**Problems to work on:**
A - In the condolence messages, why does the first writer say that Mallory's story makes her thankful? Answer in one to three sentences.
B - Answer these questions using the condolence messages:
(i) What caused the death of the first writer's husband?
(ii) How long ago did June lose Mike?
(iii) How many children did the first writer and her husband have?
C - Continue the condolence messages from where they stop.

**Text provided:**

::::::::

Mallory, I am so sorry for your loss. I look at your family picture and my heart breaks. I lost my husband of 30 years to cardiac arrest. Your story makes me thankful that I had 30 years with my husband and that my husband had the opportunity to see our four children grow up. Your loss has made me grateful in my grief, it has helped me put things in perspective. I am sure that my words do not help you for you are too young to be suffering such a great loss. It is very unfair to you and your beautiful sons. Just know that I appreciate you sharing your story. God bless you and your family.

Oct 08, 2012
The day my world collapsed
by: June

So very sorry for your loss...so hard to believe..not fair...why does this have to happen!!

I lost Mike, my loving husband, 7 months ago today and it still doesn't seem real. I still hope he will come back, but of course reality sets in. I'm lost without him. This site is helpful.

Mallory and children - there just isn't words to say to help you during this terrible time. So sorry.

::::::::

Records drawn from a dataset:

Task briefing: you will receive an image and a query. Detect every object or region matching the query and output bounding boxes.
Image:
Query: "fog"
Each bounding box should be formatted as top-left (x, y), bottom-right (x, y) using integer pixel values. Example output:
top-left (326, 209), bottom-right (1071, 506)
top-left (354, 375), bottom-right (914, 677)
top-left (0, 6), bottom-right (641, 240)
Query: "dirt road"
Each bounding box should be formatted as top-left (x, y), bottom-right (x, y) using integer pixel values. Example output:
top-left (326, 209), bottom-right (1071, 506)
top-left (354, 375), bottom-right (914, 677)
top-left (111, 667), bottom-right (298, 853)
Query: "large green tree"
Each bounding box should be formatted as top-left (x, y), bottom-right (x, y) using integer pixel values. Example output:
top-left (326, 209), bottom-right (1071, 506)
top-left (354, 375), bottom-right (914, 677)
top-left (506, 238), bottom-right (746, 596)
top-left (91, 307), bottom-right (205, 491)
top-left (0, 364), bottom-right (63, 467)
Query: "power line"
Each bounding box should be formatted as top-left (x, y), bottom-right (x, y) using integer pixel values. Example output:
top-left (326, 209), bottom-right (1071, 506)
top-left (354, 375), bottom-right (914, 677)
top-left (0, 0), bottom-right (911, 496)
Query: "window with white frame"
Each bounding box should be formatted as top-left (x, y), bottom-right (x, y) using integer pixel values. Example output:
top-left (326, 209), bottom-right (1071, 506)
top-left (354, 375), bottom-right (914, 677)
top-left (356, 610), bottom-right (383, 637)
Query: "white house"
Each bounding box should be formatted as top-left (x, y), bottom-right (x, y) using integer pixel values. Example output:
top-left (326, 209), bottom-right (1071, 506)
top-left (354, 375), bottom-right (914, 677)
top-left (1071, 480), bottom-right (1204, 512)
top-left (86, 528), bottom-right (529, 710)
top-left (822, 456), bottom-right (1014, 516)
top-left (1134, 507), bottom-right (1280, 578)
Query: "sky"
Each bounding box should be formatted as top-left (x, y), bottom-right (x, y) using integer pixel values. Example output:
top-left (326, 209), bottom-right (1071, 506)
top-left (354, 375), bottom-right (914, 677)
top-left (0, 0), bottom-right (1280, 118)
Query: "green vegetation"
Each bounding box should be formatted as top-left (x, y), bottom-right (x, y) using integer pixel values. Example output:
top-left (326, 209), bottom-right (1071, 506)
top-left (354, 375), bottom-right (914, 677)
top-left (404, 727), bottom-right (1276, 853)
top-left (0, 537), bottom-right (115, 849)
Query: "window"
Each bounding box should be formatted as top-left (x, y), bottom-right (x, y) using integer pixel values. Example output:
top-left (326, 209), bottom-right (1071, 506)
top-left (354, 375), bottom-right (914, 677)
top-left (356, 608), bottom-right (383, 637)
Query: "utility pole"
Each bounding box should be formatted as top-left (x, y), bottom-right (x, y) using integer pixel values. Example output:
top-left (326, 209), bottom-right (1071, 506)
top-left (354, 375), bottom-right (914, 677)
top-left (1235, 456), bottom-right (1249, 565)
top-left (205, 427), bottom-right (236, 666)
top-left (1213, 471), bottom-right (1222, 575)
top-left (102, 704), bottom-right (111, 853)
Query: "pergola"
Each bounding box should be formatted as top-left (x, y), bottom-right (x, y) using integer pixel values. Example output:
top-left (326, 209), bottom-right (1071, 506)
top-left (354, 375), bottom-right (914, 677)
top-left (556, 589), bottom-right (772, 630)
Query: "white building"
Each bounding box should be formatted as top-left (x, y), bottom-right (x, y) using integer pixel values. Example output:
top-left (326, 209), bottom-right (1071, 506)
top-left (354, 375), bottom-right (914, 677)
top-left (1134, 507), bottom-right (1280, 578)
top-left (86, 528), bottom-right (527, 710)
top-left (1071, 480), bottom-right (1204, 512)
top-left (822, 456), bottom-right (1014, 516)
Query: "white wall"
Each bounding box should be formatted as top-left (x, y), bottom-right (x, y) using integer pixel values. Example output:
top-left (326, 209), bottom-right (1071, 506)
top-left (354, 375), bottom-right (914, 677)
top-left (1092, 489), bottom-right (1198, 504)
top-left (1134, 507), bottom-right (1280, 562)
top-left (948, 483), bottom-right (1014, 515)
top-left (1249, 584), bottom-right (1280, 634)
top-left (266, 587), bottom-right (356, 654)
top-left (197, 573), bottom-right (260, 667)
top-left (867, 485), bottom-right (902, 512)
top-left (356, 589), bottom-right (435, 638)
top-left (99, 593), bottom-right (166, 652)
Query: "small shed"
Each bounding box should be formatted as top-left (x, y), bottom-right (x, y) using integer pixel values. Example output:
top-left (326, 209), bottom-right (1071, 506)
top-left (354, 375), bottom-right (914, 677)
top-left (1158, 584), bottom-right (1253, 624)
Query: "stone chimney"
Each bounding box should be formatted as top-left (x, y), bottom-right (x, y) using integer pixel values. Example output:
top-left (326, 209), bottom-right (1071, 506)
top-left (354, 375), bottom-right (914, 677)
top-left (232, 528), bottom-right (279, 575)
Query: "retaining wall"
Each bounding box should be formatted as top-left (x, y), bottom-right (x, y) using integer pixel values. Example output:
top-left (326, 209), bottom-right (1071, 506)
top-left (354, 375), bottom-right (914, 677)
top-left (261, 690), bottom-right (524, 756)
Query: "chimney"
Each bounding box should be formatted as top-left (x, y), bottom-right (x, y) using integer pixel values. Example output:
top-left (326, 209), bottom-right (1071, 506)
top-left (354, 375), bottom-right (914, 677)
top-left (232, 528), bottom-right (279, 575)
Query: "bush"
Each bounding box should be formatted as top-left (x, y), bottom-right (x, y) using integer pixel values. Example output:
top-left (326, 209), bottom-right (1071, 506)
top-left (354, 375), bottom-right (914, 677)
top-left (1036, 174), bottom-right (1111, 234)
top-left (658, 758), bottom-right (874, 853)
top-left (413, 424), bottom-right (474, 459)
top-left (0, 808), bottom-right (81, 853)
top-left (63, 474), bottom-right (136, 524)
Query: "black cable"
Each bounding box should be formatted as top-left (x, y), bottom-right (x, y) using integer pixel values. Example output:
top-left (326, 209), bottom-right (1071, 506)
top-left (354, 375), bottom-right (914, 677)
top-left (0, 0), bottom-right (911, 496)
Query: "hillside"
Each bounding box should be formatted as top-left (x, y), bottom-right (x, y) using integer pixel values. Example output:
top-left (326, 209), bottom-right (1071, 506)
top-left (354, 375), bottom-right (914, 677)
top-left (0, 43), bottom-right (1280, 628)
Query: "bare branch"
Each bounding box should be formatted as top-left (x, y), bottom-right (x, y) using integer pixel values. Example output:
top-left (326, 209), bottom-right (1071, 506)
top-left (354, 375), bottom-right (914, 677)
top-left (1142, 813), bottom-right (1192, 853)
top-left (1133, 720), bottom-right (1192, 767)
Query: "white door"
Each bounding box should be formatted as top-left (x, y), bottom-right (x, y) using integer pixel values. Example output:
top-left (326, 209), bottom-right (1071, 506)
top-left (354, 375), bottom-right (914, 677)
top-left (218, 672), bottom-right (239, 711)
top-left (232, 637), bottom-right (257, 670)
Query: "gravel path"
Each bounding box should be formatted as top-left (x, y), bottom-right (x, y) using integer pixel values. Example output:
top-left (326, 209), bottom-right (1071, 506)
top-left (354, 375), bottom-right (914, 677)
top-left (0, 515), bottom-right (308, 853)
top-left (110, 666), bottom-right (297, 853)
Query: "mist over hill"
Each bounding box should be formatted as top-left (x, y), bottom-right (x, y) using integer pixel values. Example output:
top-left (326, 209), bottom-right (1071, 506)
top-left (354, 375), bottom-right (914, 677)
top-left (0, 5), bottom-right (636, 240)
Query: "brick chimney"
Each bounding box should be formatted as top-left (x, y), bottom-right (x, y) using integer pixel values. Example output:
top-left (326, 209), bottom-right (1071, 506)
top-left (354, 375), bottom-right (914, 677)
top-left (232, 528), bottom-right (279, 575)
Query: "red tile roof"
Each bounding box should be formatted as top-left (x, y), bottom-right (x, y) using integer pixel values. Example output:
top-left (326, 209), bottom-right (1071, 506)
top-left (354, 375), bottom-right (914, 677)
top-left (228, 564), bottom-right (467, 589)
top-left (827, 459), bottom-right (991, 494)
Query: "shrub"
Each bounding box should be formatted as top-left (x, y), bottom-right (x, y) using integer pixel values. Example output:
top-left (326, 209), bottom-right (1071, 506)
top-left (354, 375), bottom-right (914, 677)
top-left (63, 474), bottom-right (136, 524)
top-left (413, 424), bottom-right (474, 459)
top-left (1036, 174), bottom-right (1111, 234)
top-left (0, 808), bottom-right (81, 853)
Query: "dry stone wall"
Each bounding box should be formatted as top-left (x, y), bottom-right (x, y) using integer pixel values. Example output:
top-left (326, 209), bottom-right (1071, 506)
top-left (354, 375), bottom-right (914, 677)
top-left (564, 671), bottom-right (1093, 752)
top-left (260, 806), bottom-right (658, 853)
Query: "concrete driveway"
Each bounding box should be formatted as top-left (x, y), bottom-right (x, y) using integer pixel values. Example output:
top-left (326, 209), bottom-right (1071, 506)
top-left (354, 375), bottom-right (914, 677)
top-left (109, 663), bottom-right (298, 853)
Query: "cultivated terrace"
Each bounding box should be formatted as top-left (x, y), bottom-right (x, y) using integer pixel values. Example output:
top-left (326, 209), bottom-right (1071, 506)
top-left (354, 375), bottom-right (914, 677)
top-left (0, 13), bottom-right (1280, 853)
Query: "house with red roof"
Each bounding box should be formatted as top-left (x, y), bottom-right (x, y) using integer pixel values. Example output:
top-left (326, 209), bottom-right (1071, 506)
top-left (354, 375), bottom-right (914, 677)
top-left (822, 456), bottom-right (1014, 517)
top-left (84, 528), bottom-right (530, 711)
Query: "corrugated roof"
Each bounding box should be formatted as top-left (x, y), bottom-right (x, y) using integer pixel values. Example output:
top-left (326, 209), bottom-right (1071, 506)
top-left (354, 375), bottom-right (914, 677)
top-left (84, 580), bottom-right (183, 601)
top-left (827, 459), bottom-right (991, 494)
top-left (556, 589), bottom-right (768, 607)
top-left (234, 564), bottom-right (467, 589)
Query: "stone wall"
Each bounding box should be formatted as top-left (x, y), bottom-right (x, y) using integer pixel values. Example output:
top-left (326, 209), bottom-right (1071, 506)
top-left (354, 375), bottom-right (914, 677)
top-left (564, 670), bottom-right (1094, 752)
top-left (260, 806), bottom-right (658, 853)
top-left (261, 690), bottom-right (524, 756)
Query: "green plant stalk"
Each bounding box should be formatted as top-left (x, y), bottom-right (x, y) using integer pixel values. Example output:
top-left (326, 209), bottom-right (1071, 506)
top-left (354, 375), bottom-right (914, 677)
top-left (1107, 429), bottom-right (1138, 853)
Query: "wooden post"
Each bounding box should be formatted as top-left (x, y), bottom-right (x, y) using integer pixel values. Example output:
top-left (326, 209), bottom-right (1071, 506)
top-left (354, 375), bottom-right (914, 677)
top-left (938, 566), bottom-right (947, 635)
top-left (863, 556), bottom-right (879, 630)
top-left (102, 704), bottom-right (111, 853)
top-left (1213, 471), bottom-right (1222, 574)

::::::::

**Answers to the exercise:**
A - Mallory's story makes the first writer thankful that she had 30 years with her husband. It also reminds her that he had the chance to see their four children grow up.

B -
(i) Cardiac arrest.
(ii) Seven months ago.
(iii) Four.

C -
Oct 08, 2012
the day my world collapsed
by: Ruby/canada

I am so sorry for you loss, you have 2 handsome boys to help you through. I lost my love 12 weeks ago on sat, my Birthday was on sun, i was just waiting for him to come up and give me my Birthday kiss. but thats not going to happen, I really don't know how i am going to get through it.you hang in there you are not alone in your grief.

Oct 08, 2012
Too young - too soon
by: M Mack


I am truly sorry you are suffering such a big loss so early in life. That picture of your family is beautiful and Travis is so handsome. I wish I can tell you everything will be back to normal for you but realistically I can't. The early stages of grief are horrible. I lost my soulmate July 23, 2010 and I still miss his love, his touch and everything about us. He always made me laugh instead of cry. My sadness and grieving went in circles - still missing him as i write. Take as much time as you need to grieve. Look at those 2 beautiful boys you have and know Travis would want you to be strong.
When I stumbled upon this site I was also a few months into grief. Like you I was searching for something - relief from the tremendous heartache I was in. There is a lot of support here and writing does help. Join a support group, take time for yourself, cry as much as you need to. Crying cleanses the sole like a good rain. Read what we have written, help others when you are ready and pray for strength. You are in my prayers. My heart goes out to you and your family.

Oct 07, 2012
July 25th, 2012 The day my world collapsed
by: Doreen U.K.

Mallory I am sorry for your loss of your very young husband to a sudden death. It is one of the most painfull experiences to bear in losing a husband.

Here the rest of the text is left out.